Exercise directions -> Convert every line of the records below into a JSON list of strings, one string per line, and leave out the blank lines.

..............................

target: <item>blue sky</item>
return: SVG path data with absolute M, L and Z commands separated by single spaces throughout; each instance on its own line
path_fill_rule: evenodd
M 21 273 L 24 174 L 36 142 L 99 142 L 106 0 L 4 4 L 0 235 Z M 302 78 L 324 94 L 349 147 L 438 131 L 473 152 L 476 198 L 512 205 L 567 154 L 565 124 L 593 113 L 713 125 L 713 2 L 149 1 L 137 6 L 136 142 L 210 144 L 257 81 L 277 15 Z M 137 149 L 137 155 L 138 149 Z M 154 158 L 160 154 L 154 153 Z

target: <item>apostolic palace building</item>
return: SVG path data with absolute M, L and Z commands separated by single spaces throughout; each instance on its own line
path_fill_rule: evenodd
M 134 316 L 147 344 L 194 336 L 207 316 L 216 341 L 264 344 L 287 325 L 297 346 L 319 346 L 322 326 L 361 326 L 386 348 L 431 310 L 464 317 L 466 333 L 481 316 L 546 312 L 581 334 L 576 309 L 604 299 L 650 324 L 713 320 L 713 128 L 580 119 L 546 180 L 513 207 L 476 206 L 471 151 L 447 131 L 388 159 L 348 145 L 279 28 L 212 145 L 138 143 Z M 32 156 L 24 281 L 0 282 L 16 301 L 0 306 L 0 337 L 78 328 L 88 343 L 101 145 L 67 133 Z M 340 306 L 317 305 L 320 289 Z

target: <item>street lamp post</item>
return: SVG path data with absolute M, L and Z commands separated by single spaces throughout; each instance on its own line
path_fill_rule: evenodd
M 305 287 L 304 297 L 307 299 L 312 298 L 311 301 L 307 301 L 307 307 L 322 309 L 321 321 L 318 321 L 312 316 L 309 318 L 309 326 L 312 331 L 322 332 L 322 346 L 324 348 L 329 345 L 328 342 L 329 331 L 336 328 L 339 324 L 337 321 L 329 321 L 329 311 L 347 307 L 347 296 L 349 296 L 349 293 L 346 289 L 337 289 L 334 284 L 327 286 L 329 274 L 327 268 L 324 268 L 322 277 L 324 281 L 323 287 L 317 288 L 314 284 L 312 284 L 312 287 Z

..............................

Expected answer ->
[
  "target: <item>blue sky</item>",
  "return: SVG path data with absolute M, L and Z commands separated by single spaces throughout; each instance on its own line",
  "path_fill_rule: evenodd",
  "M 21 273 L 24 174 L 36 142 L 99 142 L 106 0 L 4 4 L 0 235 Z M 302 78 L 324 94 L 349 147 L 438 131 L 473 152 L 476 198 L 512 205 L 567 154 L 565 124 L 593 113 L 713 125 L 713 2 L 149 1 L 137 6 L 136 142 L 210 144 L 257 81 L 277 15 Z M 137 149 L 137 155 L 138 149 Z M 154 158 L 160 154 L 154 153 Z",
  "target: <item>apostolic palace building</item>",
  "return: SVG path data with absolute M, L and Z commands separated by single spaces throughout; each instance on its own line",
  "path_fill_rule: evenodd",
  "M 134 316 L 147 344 L 194 336 L 207 316 L 216 341 L 264 344 L 287 325 L 297 346 L 319 346 L 322 326 L 361 326 L 386 348 L 431 310 L 464 317 L 466 333 L 481 316 L 546 312 L 581 334 L 576 309 L 604 299 L 650 324 L 713 320 L 713 128 L 580 119 L 546 180 L 513 207 L 476 206 L 471 151 L 447 131 L 388 159 L 348 145 L 279 28 L 212 145 L 138 143 Z M 32 156 L 24 281 L 0 282 L 16 301 L 0 306 L 0 337 L 78 328 L 88 343 L 101 145 L 67 133 Z M 340 306 L 317 305 L 320 289 Z",
  "target: <item>street lamp post</item>",
  "return: SVG path data with absolute M, L and Z commands separated by single spaces throughout; each instance on its own line",
  "path_fill_rule: evenodd",
  "M 305 287 L 304 297 L 307 299 L 312 298 L 311 301 L 307 301 L 307 307 L 322 309 L 321 321 L 318 321 L 312 316 L 309 318 L 309 326 L 312 331 L 322 332 L 322 346 L 324 348 L 329 345 L 328 342 L 329 331 L 336 328 L 339 324 L 337 321 L 329 321 L 329 311 L 347 307 L 347 296 L 349 296 L 349 293 L 346 289 L 337 289 L 334 284 L 327 286 L 329 274 L 327 268 L 324 268 L 322 277 L 324 281 L 323 287 L 317 288 L 314 284 L 312 284 L 312 287 Z"
]